In the introduction to the book, I talk about the fact that as I was writing it I realized I made so many mistakes. The way I behaved. But I wasn’t in any kind of program or recovery to know what to do. So, when I did finally get into that and learn the tools, that’s kind of the message I guess that I would like to come out of this. Even when you have a tragedy like this you can recover and have a decent life, a good life which I think I have now.
And I think stories help people heal. That’s another reason I wrote it.
One figure I read was there were about 25 to 30 million alcoholics and addicts in the United States. And if you extrapolate from that the family members, you’re talking about maybe 100 million folks that are dealing with some kind of addiction.
It’s a huge number of loved ones and family members who are dealing with addiction, watching people that they love kill themselves through drugs and alcohol. I’m hoping that my book will speak to them.
Q: How did you meet your husband?
I moved here as a single mom after a divorce. I had just gotten my doctorate at Duke. Terry moved here with a group of people from Texas. We met shortly after we came here and fell in love.
He apparently had been a heavy drinker since college. And I was not aware of that. There was a lot of drinking and drugging and stuff going on in that period of time. So, there were a lot of heavy drinkers and I didn’t think much about it.
It was totally out of context for me because in the Italian family where I grew up we had wine for dinner occasionally and it wasn’t an issue.
He was also a binge drinker so it wasn’t happening all the time.
He was a very gifted attorney. It was just this back and forth where things would happen and then we’d have these periods of time where everything was great.
Q: You say you “made so many mistakes.” What do you mean by that?
A: We would just keep going back and forth, I would bring it up that he was drinking. He did go into treatment at a center in North Carolina. Then he came out but he relapsed fairly quickly. He was a functioning alcoholic — he never lost his job or the family or any of that.
So, I just did all the wrong things. Either nagged or withdrew. It was just all of this co-dependent behavior. I didn’t know how to handle it. So I did what the recovery people would say were like all the wrong things. My situation is everybody else’s situation. It’s all about trying to control what you can’t control.

◆ Data extract ◆

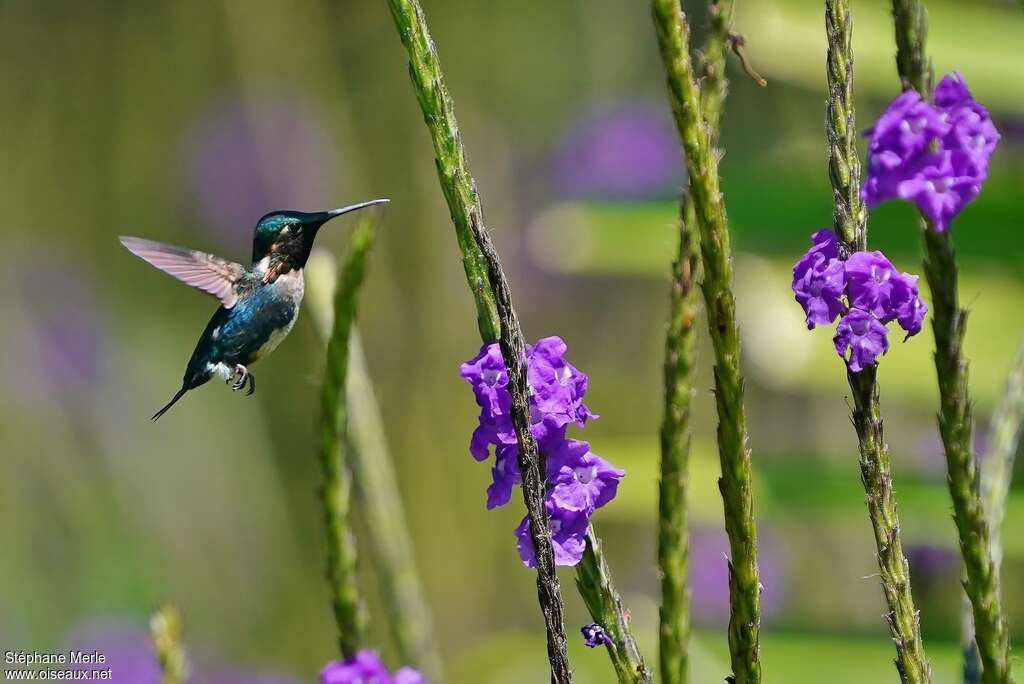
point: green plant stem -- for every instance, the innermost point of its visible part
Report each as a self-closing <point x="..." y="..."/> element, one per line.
<point x="850" y="222"/>
<point x="996" y="472"/>
<point x="673" y="532"/>
<point x="530" y="462"/>
<point x="496" y="316"/>
<point x="955" y="421"/>
<point x="335" y="449"/>
<point x="910" y="19"/>
<point x="378" y="499"/>
<point x="165" y="631"/>
<point x="876" y="474"/>
<point x="390" y="550"/>
<point x="453" y="169"/>
<point x="605" y="606"/>
<point x="680" y="348"/>
<point x="735" y="483"/>
<point x="982" y="574"/>
<point x="997" y="467"/>
<point x="849" y="216"/>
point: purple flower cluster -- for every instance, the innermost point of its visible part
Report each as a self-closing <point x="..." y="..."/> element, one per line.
<point x="594" y="636"/>
<point x="933" y="154"/>
<point x="579" y="480"/>
<point x="367" y="668"/>
<point x="865" y="291"/>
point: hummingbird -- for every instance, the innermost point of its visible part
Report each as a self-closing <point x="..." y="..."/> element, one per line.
<point x="258" y="304"/>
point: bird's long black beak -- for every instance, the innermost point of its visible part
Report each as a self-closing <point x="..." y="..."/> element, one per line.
<point x="328" y="215"/>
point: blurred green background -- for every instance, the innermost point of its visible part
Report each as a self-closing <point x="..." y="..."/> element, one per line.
<point x="185" y="121"/>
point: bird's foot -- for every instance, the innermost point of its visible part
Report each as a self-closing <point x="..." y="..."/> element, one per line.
<point x="241" y="378"/>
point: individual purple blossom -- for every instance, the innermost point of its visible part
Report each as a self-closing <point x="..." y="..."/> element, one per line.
<point x="585" y="483"/>
<point x="626" y="153"/>
<point x="557" y="388"/>
<point x="876" y="286"/>
<point x="367" y="668"/>
<point x="594" y="636"/>
<point x="579" y="480"/>
<point x="940" y="191"/>
<point x="935" y="155"/>
<point x="860" y="339"/>
<point x="818" y="281"/>
<point x="568" y="533"/>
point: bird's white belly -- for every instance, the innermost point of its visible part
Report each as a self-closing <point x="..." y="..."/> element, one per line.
<point x="290" y="286"/>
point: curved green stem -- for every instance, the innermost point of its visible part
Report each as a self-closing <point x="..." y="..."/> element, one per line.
<point x="680" y="347"/>
<point x="335" y="450"/>
<point x="955" y="420"/>
<point x="850" y="221"/>
<point x="736" y="481"/>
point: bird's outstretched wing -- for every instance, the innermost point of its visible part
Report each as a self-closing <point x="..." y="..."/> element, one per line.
<point x="205" y="271"/>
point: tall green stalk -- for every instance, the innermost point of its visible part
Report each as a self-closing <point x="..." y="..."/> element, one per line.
<point x="673" y="516"/>
<point x="955" y="421"/>
<point x="165" y="632"/>
<point x="484" y="281"/>
<point x="378" y="500"/>
<point x="996" y="471"/>
<point x="680" y="345"/>
<point x="735" y="483"/>
<point x="850" y="222"/>
<point x="605" y="606"/>
<point x="335" y="449"/>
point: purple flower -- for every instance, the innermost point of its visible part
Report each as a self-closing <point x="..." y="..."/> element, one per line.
<point x="935" y="155"/>
<point x="367" y="668"/>
<point x="579" y="480"/>
<point x="877" y="287"/>
<point x="865" y="339"/>
<point x="246" y="158"/>
<point x="505" y="474"/>
<point x="818" y="281"/>
<point x="631" y="153"/>
<point x="568" y="531"/>
<point x="939" y="193"/>
<point x="594" y="636"/>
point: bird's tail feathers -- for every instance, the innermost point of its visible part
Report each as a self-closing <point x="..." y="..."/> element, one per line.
<point x="167" y="407"/>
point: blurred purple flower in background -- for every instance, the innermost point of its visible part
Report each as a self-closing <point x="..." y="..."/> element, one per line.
<point x="935" y="155"/>
<point x="244" y="159"/>
<point x="131" y="658"/>
<point x="367" y="668"/>
<point x="865" y="290"/>
<point x="929" y="561"/>
<point x="61" y="350"/>
<point x="860" y="339"/>
<point x="594" y="636"/>
<point x="628" y="153"/>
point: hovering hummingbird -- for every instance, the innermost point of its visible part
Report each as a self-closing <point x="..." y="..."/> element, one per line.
<point x="258" y="304"/>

◆ Request 1 ◆
Translate this sentence from the interview about a husband's drinking into Spanish: "And I think stories help people heal."
◆ Request 2 ◆
Write the next part of the interview about a husband's drinking, starting right after its final sentence.

◆ Result 1 ◆
Y creo que las historias ayudan a sanar a las personas.

◆ Result 2 ◆
Q: You talk about putting on your “God suit” to get your husband to stop drinking.
A: That’s like I knew everything. I was omnipotent. I knew what he needed to do. If he would just do what I told him to do everything would be OK. So, I was very prideful and very arrogant.
We just kept on and on. I never stopped believing that he would get well. He was never a mean or nasty drunk. He was never abusive. He was a very sweet, mild-mannered guy. When he was drunk he simply just wasn’t there. It was like he’d disappear. So this went on and on and on.
Q: What happened after his suicide?
A: For the first year I was kind of pretty numb. There was a lot of grief and sadness. But I did join a widows’ group that someone was sponsoring here in town. That was helpful. Then I went to several conferences and support [groups] that dealt just with suicide. That was really helpful. You get through it. And I journaled a lot because I’m a writer and that was very helpful, too.
Q: You also have a son who had an addiction problem. In dealing with that, you eventually got yourself into a 12-Step program for families. How has that helped?
A: I would say I’ve been involved in that probably for the last eight years or so. One of the things that we talk about it in there — it kind of sounds like a cliché — but they do talk about sharing your experience, strength and hope. That’s what we do. That’s been helpful to me. My son’s in recovery. But I’m still committed to go and share my journey with newcomers, with people who are coming in and they’re very distraught and don’t know what to do.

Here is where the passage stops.